══ INFORMATION PROVIDED

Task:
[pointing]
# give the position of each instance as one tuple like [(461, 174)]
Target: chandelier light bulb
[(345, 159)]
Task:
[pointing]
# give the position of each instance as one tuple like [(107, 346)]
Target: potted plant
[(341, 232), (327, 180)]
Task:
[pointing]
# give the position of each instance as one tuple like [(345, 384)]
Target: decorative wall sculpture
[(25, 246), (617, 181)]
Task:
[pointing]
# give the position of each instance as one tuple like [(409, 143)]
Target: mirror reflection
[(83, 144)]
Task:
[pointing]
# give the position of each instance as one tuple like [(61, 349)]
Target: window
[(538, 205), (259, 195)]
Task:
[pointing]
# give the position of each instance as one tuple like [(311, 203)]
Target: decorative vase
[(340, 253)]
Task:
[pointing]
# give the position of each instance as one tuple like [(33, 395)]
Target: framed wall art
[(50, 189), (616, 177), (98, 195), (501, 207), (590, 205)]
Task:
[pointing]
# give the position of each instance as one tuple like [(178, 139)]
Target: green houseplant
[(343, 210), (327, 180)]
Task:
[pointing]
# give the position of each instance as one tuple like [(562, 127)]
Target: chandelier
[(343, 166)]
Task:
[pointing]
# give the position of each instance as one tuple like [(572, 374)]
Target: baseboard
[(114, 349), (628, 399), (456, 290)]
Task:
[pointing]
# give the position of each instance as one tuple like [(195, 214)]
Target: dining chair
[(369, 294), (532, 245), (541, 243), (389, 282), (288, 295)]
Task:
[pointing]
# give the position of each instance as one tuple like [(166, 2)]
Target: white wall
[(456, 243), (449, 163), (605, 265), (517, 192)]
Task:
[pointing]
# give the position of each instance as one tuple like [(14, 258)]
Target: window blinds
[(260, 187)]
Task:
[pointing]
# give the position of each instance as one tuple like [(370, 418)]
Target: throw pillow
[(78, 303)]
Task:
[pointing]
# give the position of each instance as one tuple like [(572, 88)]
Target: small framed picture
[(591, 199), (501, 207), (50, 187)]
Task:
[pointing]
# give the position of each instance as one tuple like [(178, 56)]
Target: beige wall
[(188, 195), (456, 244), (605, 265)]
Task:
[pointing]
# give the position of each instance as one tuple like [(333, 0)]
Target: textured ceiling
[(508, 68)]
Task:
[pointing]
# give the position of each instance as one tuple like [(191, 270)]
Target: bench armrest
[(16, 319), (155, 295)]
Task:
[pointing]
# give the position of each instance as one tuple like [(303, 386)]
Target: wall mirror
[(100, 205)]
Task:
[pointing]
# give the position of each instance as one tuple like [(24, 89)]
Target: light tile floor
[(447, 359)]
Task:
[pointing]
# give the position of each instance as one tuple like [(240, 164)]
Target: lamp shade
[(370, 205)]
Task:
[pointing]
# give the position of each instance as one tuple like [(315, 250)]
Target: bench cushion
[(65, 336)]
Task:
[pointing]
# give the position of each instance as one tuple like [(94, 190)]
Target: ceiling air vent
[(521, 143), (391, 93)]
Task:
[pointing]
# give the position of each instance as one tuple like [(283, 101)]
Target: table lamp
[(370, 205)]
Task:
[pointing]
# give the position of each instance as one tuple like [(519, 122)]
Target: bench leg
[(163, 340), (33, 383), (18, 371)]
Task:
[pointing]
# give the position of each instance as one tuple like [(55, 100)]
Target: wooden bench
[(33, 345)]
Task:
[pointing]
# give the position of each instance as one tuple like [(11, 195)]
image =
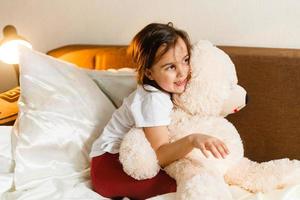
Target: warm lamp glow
[(9, 45), (9, 51)]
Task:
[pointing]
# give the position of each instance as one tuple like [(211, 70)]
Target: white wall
[(52, 23)]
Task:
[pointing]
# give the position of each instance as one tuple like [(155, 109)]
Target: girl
[(162, 54)]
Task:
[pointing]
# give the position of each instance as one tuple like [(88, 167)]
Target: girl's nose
[(180, 71)]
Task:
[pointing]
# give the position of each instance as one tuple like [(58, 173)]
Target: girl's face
[(171, 71)]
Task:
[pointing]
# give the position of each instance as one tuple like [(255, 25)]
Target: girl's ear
[(148, 74)]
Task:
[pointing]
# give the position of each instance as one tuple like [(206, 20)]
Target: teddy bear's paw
[(266, 176), (137, 156), (204, 186)]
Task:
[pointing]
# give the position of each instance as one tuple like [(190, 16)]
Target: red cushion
[(109, 180)]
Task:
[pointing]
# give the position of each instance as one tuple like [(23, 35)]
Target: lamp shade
[(9, 45)]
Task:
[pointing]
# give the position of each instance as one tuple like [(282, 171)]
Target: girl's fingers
[(225, 148), (214, 150), (221, 150), (204, 151)]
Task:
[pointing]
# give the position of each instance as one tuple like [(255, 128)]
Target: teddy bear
[(211, 94)]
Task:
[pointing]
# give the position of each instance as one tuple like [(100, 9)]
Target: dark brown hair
[(143, 47)]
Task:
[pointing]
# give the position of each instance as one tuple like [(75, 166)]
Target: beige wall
[(49, 24), (53, 23)]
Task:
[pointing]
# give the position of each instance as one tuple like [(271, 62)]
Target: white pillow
[(6, 165), (61, 112), (116, 84)]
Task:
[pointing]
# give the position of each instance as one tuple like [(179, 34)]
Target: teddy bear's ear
[(213, 73)]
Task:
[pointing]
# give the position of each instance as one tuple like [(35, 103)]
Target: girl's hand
[(208, 143)]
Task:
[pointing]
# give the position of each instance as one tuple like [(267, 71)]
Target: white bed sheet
[(80, 189)]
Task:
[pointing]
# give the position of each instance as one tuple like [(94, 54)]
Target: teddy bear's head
[(212, 89)]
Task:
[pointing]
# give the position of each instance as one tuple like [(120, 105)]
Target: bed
[(269, 125)]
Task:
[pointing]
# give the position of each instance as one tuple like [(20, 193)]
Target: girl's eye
[(171, 67), (187, 60)]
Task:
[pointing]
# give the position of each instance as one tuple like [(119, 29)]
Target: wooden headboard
[(269, 125)]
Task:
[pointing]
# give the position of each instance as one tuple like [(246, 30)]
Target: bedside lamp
[(9, 47), (9, 44), (9, 54)]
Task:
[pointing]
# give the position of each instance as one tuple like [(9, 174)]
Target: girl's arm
[(169, 152)]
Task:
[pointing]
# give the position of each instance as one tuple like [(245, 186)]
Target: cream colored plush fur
[(211, 94)]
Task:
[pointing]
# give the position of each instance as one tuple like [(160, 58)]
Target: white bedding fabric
[(80, 189)]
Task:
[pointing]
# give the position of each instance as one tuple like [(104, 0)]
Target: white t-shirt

════

> **GIVEN INSTRUCTION**
Add -86 to each coordinate in the answers and rewrite the lines from the start of the records through the line containing "[(341, 232), (327, 180)]", requests included. Leave the numbers in the requests and their sample tuples unchanged.

> **COMPLETED TASK**
Task:
[pointing]
# give the position of each instance as one tuple like [(461, 174)]
Target: chandelier light bulb
[(259, 73)]
Task:
[pointing]
# give the position of each instance as one tuple like [(107, 346)]
Target: potted plant
[(255, 146), (241, 94)]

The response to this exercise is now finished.